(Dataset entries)
==================================================
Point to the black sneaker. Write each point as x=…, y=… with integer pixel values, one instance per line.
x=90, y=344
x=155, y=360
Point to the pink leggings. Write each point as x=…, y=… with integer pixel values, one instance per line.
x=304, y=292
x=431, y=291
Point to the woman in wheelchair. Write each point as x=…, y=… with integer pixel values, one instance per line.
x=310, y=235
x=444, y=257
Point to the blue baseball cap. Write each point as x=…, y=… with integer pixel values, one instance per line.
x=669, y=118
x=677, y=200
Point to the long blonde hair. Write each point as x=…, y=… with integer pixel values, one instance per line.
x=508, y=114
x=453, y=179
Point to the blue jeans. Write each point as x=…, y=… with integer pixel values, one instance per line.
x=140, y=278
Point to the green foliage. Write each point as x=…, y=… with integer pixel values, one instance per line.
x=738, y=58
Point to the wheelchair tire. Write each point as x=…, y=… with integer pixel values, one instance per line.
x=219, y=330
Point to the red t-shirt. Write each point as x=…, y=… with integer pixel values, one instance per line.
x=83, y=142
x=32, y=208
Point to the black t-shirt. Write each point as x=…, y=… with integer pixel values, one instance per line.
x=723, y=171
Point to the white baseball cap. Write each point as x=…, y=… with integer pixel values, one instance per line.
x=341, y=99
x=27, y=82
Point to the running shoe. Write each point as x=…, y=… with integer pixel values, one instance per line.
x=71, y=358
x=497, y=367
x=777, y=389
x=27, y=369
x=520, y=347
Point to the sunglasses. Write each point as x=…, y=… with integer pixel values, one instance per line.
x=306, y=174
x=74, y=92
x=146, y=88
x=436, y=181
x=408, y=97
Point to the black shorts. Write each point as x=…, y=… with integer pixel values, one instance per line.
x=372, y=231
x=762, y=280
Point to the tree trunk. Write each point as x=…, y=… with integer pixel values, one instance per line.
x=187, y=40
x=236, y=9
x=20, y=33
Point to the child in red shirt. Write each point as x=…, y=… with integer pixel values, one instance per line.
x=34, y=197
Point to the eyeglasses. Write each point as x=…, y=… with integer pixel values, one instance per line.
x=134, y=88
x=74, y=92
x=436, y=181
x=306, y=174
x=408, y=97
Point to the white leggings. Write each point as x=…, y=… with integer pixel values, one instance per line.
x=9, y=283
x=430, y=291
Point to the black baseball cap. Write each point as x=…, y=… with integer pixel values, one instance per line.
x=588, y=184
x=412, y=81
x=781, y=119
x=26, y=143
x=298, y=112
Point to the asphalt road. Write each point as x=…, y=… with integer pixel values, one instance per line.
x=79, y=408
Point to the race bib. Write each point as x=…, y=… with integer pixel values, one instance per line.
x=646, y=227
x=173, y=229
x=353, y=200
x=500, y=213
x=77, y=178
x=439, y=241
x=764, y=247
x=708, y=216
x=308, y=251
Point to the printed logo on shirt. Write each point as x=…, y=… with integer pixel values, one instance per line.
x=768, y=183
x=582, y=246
==================================================
_EXERCISE REQUIREMENTS_.
Your task is to give back every record exactly.

_WRITTEN SOLUTION_.
Point to the black sneaker. Write each point as x=…, y=… with integer pixel values, one instance per line.
x=90, y=344
x=155, y=360
Point to the pink leggings. Write each point as x=…, y=… with integer pixel values, one instance per line.
x=304, y=292
x=431, y=291
Point to the woman in wheelchair. Write each point as x=…, y=… with integer pixel values, one instance per line.
x=310, y=235
x=444, y=257
Point to the blue baseball cap. Write each point as x=…, y=… with integer pixel values, one instance per line.
x=669, y=118
x=677, y=200
Point to the long blonde hair. Write each point as x=…, y=… with integer pixel values, one instance per line.
x=508, y=114
x=453, y=179
Point to the blue jeans. Write each point as x=…, y=… with integer pixel values, one instance per line.
x=140, y=278
Point to the green foliage. Write each point as x=…, y=… with integer pixel values, one instance per line.
x=738, y=58
Point to the wheelchair tire. Write each point as x=…, y=… with integer pixel values, one instance per line.
x=219, y=330
Point to the red t-shirt. Write each point as x=…, y=… with integer pixel values, one instance per line.
x=83, y=142
x=32, y=208
Point to the black t-shirt. Write each point as x=…, y=… with integer pixel values, one instance per line.
x=723, y=171
Point to the white baseball cap. Write each point as x=…, y=… with integer pixel values, one instance per line.
x=341, y=99
x=27, y=82
Point to the running shoe. Write each point as x=…, y=… with integer pixel values, one instance per line.
x=71, y=358
x=497, y=367
x=777, y=389
x=27, y=369
x=520, y=347
Point to the sunglasses. Write each point as x=…, y=… with integer pixel values, one instance per line.
x=306, y=174
x=74, y=92
x=146, y=88
x=436, y=181
x=408, y=97
Point to the black shorts. Write each point as x=…, y=… with integer pixel values, one instance per line.
x=372, y=231
x=762, y=280
Point to the tree trunk. Write each point as x=…, y=… with integer pixel values, one instance per line.
x=187, y=40
x=236, y=9
x=20, y=33
Point to the child in red shirt. Write each point as x=…, y=… with integer pixel values, one instance per line.
x=34, y=197
Point to the eyeglasses. Write each point as x=…, y=… with integer pixel values, one instance per line.
x=134, y=88
x=74, y=92
x=436, y=181
x=306, y=174
x=408, y=97
Point to the white leggings. Write each point as x=…, y=… with integer pixel values, one instance per line.
x=9, y=283
x=430, y=291
Point to the black baseball cap. Write each point as x=…, y=… with integer pixel values, one instance per line.
x=588, y=184
x=412, y=81
x=781, y=119
x=26, y=143
x=298, y=112
Point to the asphalt road. Write each point as x=…, y=… with integer pixel values, one instance per line.
x=79, y=408
Point to the race bib. Write each point as x=…, y=… with integer pixel values, one instance per line.
x=646, y=227
x=173, y=229
x=353, y=200
x=500, y=213
x=77, y=178
x=439, y=241
x=764, y=247
x=708, y=216
x=308, y=251
Point to the printed logo on shirt. Write each point as x=…, y=… with integer pixel values, one instance per line.
x=768, y=183
x=582, y=246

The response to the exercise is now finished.